▸ **Exercise instructions**: Please update everything in the listing from the line containing "Can you find the stone steps" down to the line containing "pixel 714 285", changing "arched doorway" to "arched entrance" and keeping all else the same. Give back only those lines.

▸ **Provided entries**:
▬▬▬▬▬▬

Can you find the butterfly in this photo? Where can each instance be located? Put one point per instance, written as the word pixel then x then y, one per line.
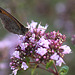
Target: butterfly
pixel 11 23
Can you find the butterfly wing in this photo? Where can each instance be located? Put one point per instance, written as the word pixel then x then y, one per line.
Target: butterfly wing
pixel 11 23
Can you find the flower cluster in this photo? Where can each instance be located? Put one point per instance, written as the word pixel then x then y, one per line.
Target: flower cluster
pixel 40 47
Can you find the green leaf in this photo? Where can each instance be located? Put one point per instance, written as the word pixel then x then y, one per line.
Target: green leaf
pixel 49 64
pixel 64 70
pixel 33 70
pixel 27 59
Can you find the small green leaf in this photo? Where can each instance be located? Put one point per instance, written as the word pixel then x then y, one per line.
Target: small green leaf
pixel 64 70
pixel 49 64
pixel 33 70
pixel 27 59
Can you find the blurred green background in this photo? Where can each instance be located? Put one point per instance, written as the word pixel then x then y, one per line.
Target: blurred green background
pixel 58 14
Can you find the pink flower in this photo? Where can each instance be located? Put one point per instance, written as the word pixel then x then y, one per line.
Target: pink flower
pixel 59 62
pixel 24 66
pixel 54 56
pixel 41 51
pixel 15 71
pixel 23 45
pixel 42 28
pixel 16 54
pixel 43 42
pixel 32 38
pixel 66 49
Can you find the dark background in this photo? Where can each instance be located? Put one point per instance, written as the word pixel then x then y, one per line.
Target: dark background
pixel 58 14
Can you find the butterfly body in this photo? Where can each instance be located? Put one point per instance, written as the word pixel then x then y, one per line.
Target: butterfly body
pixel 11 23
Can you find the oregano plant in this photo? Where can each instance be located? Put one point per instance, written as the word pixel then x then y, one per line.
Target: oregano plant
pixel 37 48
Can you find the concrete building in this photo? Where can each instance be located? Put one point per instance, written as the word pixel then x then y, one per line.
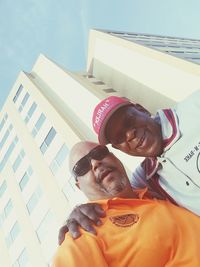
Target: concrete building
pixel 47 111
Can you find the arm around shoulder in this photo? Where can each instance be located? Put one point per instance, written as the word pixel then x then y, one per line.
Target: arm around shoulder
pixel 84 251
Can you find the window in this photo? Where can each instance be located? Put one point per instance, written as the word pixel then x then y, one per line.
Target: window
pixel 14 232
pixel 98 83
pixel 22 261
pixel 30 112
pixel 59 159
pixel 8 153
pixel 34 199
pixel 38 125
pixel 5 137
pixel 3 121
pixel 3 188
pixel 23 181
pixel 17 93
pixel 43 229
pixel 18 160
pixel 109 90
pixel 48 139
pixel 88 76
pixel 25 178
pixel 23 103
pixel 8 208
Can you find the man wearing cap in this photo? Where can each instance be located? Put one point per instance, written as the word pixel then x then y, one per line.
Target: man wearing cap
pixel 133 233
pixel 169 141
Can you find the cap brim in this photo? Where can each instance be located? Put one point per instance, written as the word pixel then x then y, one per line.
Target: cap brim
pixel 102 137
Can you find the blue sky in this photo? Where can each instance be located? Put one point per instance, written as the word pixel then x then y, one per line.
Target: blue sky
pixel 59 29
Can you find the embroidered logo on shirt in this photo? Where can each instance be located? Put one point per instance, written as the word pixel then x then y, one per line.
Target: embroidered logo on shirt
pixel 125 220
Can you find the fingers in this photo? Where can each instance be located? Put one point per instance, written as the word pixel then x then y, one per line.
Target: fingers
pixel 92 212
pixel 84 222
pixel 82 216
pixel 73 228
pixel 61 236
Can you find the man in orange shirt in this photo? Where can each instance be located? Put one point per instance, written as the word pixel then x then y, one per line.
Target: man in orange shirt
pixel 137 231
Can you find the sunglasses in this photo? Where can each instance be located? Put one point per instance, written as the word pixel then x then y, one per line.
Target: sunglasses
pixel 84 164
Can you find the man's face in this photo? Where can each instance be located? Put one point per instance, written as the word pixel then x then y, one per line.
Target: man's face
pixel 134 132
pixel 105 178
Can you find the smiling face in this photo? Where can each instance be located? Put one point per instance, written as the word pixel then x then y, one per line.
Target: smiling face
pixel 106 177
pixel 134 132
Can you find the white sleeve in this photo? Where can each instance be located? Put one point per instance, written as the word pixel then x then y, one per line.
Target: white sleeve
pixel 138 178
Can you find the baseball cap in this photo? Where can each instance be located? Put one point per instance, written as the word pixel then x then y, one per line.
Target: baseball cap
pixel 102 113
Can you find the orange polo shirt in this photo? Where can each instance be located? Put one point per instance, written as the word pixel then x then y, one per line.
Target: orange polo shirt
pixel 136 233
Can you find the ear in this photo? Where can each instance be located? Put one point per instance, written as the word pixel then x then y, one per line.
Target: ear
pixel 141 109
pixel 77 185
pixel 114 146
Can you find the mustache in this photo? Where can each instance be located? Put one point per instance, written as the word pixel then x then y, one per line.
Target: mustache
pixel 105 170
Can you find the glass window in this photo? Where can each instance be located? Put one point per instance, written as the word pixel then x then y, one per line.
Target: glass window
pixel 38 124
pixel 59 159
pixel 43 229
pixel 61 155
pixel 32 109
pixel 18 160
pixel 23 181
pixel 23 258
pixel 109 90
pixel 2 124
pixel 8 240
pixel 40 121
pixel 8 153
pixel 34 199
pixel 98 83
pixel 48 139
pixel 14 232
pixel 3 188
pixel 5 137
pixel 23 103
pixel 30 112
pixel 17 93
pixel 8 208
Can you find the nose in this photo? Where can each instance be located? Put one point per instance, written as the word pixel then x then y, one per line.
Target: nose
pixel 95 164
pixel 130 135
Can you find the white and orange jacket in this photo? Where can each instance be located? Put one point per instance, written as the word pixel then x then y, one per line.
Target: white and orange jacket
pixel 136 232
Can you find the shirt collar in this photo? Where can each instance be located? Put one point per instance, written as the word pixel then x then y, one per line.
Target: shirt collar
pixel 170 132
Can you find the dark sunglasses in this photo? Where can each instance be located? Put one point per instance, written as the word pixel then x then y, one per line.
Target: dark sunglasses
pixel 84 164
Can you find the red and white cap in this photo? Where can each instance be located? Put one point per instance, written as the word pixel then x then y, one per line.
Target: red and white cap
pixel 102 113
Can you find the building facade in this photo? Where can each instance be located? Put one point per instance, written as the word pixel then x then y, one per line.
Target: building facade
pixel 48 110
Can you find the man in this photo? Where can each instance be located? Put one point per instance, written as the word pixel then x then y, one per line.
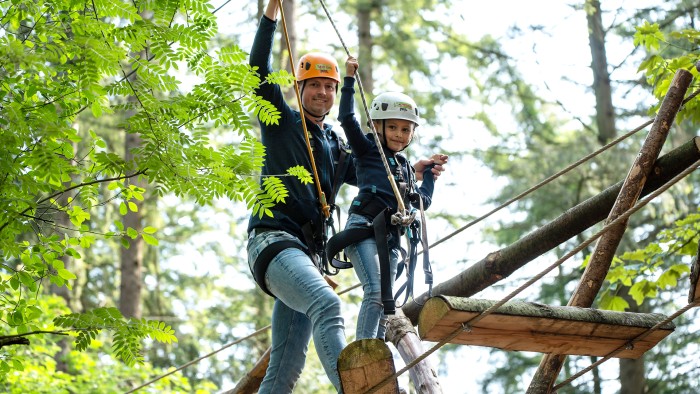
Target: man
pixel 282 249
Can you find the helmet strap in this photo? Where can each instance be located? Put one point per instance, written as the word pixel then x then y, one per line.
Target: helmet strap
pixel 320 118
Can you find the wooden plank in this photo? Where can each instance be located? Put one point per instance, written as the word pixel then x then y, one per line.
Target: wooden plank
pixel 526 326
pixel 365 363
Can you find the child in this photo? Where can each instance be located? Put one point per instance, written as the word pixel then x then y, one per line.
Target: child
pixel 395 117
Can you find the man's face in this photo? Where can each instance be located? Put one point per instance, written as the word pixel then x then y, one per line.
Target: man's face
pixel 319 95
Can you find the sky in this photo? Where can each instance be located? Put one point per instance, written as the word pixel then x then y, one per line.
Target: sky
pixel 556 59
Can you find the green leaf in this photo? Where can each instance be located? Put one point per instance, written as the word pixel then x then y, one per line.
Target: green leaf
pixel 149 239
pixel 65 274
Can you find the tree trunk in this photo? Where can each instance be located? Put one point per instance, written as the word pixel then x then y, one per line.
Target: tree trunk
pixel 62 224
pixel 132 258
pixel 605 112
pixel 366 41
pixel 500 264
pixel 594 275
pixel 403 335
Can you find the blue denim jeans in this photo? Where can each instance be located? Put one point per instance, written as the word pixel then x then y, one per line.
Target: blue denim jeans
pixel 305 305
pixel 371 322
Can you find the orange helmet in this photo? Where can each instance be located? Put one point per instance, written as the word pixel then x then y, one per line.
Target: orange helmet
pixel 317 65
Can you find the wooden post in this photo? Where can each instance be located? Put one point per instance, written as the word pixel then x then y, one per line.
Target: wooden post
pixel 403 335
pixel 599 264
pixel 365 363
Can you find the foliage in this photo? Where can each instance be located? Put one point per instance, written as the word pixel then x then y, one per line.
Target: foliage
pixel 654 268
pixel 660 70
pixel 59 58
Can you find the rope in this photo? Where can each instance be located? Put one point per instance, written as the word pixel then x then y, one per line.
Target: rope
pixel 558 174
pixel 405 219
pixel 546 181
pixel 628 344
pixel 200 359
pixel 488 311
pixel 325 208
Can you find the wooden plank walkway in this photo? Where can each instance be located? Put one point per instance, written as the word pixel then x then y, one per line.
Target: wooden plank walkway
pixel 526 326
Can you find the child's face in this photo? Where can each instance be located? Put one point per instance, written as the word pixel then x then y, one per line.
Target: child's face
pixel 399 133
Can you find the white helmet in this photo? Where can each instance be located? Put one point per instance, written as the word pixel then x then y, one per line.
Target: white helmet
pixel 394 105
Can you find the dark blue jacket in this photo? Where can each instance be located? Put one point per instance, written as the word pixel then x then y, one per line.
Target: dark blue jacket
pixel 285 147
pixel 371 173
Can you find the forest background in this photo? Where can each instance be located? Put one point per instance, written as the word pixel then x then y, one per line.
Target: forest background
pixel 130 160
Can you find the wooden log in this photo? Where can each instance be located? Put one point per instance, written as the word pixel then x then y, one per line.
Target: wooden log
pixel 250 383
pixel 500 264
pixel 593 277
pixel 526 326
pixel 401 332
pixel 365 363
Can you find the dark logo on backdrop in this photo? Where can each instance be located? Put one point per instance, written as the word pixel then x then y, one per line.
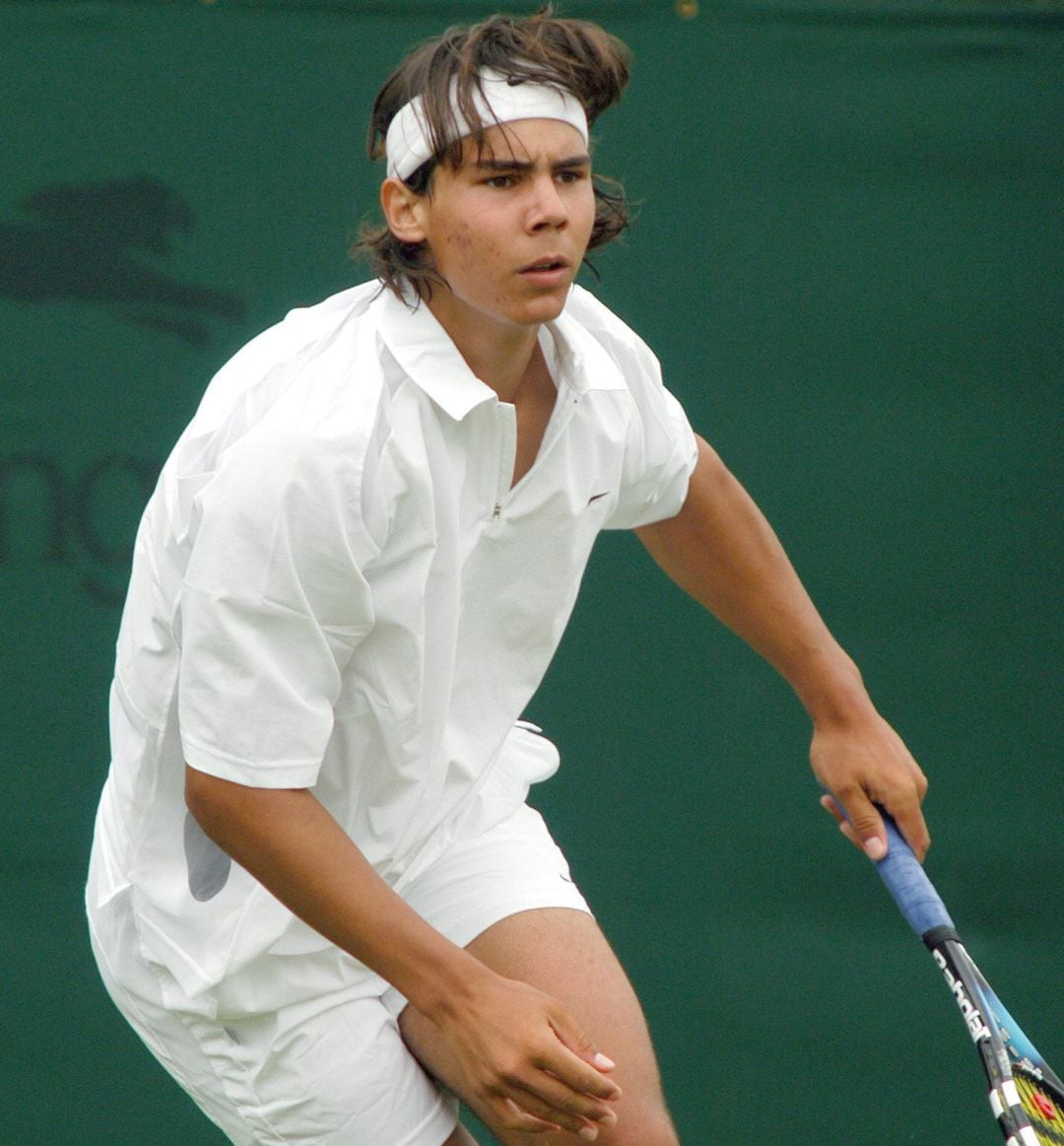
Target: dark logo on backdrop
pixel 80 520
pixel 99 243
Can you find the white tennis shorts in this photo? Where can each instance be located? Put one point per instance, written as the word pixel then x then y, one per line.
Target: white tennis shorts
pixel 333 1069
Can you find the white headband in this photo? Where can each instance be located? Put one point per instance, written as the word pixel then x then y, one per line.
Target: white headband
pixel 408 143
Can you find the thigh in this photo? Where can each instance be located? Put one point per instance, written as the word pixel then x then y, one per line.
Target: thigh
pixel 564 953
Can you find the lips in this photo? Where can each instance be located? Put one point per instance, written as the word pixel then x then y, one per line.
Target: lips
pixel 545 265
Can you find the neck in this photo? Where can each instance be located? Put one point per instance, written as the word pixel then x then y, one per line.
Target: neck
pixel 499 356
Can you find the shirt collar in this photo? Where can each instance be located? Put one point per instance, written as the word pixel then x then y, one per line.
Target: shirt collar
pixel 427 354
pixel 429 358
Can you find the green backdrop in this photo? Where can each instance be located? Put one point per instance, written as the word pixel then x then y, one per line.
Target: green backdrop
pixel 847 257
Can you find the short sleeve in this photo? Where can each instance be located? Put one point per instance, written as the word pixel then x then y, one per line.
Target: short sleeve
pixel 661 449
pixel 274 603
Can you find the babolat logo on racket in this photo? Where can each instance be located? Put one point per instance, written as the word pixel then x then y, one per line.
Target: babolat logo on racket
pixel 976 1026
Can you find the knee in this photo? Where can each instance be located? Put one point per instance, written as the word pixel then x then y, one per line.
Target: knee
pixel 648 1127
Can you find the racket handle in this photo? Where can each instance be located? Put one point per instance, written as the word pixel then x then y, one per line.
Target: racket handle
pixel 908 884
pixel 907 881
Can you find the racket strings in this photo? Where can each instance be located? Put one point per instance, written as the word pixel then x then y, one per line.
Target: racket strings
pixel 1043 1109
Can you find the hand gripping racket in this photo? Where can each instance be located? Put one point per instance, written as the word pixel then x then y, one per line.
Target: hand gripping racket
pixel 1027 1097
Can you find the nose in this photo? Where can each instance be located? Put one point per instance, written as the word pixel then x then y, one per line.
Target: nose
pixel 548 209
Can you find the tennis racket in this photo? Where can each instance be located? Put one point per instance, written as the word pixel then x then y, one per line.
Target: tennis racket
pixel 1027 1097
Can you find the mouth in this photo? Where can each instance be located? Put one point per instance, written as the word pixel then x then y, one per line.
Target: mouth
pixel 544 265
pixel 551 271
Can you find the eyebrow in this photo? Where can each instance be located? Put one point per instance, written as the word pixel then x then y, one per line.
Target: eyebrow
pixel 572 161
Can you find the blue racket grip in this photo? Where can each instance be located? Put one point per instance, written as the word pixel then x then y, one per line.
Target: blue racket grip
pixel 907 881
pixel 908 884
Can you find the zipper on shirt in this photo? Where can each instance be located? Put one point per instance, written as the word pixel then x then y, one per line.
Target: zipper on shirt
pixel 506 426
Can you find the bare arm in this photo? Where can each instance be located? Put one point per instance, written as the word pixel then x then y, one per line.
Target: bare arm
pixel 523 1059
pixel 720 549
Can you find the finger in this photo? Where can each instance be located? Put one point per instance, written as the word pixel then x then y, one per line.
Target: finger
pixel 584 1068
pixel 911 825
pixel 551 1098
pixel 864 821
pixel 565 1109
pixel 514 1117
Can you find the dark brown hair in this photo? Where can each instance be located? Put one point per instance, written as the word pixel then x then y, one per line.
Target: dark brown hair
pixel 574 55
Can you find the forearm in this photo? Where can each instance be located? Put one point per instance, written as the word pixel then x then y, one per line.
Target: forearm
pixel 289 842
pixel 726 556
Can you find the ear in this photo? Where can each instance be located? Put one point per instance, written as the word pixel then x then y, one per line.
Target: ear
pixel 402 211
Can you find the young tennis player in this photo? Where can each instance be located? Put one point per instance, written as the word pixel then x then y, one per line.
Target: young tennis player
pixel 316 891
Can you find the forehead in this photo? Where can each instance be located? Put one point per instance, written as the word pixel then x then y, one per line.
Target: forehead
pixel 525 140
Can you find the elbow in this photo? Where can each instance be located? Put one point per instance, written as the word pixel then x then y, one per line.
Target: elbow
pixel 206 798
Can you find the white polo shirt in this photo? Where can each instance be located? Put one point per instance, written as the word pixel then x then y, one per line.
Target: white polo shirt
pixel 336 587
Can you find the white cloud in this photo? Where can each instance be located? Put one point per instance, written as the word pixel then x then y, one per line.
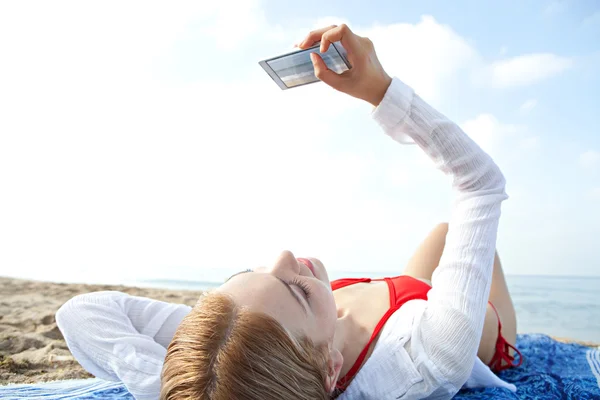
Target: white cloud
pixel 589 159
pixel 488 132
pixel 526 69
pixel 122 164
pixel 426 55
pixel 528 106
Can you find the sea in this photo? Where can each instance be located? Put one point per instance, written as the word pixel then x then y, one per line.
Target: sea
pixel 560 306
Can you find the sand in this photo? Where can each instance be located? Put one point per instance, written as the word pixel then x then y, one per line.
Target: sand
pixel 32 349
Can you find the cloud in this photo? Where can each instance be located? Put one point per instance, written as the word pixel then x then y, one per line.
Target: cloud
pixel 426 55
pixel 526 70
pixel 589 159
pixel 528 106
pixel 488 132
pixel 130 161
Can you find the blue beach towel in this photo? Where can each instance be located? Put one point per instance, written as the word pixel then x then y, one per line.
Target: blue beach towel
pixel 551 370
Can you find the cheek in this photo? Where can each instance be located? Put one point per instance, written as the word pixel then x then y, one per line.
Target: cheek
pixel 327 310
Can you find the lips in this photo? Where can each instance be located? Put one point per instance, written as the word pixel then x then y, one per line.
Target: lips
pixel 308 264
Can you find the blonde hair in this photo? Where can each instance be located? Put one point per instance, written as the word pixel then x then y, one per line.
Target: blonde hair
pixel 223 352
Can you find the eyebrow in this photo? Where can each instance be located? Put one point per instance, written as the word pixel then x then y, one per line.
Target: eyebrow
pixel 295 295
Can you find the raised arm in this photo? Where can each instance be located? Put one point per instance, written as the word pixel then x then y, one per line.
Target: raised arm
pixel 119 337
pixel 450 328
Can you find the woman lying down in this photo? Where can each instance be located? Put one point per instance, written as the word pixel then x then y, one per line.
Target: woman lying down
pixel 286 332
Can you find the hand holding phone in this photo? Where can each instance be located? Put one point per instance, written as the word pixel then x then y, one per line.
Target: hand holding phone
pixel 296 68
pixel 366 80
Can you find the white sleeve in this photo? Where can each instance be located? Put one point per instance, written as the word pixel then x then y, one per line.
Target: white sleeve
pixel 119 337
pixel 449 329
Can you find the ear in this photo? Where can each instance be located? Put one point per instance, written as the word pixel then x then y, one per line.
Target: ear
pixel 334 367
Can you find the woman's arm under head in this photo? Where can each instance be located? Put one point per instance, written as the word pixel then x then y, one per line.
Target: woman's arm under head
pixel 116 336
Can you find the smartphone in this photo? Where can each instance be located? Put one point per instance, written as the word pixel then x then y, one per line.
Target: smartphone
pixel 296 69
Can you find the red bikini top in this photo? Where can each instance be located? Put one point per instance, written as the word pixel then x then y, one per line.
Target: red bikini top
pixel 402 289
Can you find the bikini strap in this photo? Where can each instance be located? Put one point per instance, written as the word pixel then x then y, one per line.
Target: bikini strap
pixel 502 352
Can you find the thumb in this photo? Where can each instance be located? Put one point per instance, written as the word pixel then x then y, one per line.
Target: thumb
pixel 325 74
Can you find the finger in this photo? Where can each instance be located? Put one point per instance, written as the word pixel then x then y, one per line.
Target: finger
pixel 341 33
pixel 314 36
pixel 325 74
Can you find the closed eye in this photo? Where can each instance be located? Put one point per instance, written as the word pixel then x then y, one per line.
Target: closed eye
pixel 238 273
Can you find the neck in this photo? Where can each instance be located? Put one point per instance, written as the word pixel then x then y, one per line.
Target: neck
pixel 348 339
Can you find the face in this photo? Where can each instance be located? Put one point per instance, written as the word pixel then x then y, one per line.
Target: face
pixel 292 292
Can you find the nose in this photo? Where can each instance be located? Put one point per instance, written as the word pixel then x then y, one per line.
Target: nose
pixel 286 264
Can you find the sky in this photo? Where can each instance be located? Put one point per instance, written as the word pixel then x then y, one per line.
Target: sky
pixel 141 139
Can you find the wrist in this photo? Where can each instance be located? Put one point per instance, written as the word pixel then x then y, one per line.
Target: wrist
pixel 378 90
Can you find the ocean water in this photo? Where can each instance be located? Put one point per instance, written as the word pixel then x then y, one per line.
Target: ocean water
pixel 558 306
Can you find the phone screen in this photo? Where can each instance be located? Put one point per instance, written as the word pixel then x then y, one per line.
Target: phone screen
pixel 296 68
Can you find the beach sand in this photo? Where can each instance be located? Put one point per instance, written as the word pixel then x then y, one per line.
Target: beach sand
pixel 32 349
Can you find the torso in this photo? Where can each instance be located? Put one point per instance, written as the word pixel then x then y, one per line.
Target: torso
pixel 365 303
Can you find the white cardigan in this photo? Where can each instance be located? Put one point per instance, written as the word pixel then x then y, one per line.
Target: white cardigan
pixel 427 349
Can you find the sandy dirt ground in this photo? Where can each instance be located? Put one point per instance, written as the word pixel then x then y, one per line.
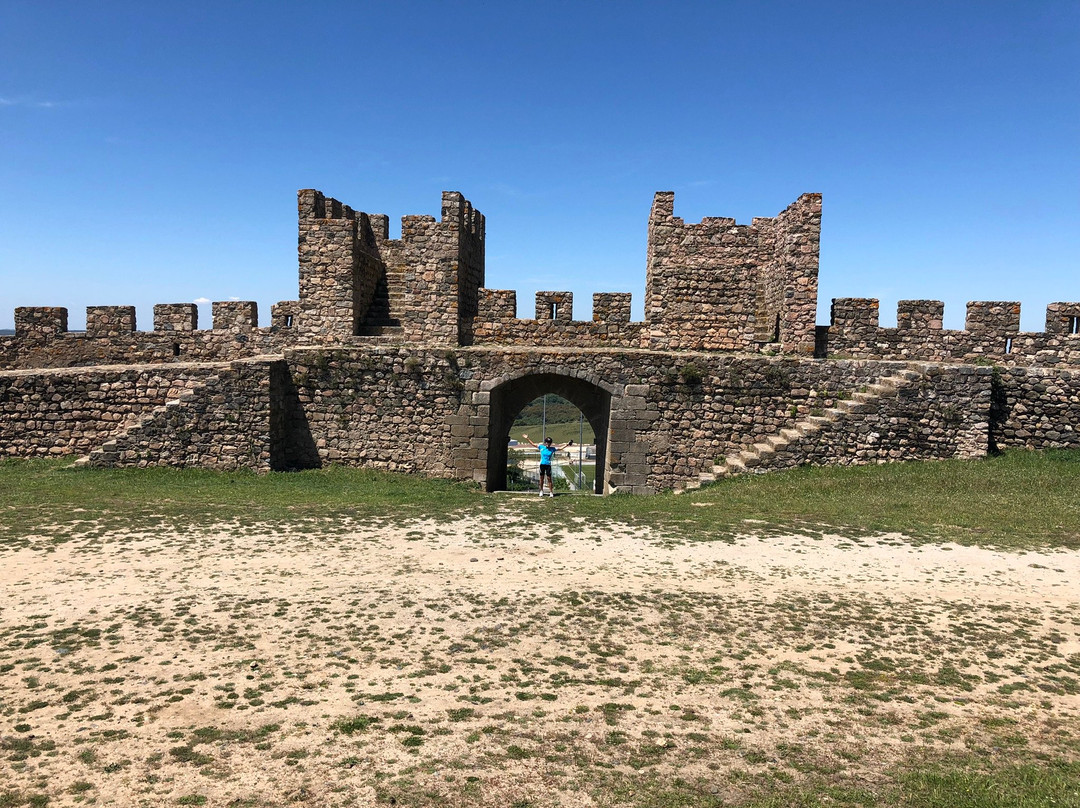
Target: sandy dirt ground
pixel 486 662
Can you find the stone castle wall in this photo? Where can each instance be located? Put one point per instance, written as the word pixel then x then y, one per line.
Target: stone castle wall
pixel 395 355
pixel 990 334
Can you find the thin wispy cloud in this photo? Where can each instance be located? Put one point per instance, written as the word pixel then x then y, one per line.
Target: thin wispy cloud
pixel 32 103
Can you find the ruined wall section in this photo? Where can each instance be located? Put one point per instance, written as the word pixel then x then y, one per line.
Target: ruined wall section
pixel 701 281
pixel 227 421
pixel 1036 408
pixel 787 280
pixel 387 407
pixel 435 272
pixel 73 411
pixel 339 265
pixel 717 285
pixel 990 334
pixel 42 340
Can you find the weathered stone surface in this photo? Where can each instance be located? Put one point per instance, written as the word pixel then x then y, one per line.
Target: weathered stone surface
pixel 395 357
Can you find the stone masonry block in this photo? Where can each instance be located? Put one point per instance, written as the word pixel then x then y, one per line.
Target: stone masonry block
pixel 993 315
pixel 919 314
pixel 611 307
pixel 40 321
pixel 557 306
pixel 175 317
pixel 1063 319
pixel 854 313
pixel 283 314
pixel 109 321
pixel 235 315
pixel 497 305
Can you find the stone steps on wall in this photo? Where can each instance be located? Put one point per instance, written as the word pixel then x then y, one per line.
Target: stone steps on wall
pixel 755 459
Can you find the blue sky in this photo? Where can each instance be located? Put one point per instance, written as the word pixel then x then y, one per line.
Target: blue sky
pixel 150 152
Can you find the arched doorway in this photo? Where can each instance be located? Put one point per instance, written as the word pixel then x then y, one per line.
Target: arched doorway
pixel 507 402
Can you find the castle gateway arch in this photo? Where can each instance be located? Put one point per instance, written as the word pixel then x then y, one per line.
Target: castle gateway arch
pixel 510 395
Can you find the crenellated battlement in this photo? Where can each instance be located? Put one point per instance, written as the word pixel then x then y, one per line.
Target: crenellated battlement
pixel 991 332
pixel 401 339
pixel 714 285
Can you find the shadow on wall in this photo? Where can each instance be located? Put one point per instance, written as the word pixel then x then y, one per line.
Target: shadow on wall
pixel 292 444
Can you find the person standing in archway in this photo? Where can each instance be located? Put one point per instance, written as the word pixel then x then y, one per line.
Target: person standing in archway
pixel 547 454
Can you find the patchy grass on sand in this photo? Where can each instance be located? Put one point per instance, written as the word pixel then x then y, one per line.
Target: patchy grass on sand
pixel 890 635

▬▬▬▬▬▬

▸ **Solution to this task**:
Can you find the stone steps on wall in this photo? Where can each instance be located? Put one point per instance, written as the word pixel then x then y, one per line.
Target: stone steps on wall
pixel 755 459
Can you find the blue sky in this photo? Where can each instance be located? Put one point per instance, written as the word pixel then x then y, one per line.
Target: blue sky
pixel 150 152
Can you find the arched entrance in this photo? Where can each instance be located? Put one point per instance, written as the word pixel then x then y, one per line.
Target: arched entrance
pixel 507 402
Can you find the castle gateway arch in this photo? Where can each instance be located? Put one point per instance, written as the word pixel then x then y, one per line.
Target: castle gateway arch
pixel 510 395
Can you find the crenellated battlement in this photo? Where can each instance be located? Put one point per instance, written as the word pixel then x then y, one per line.
Target: crenellated battlement
pixel 991 332
pixel 401 339
pixel 714 285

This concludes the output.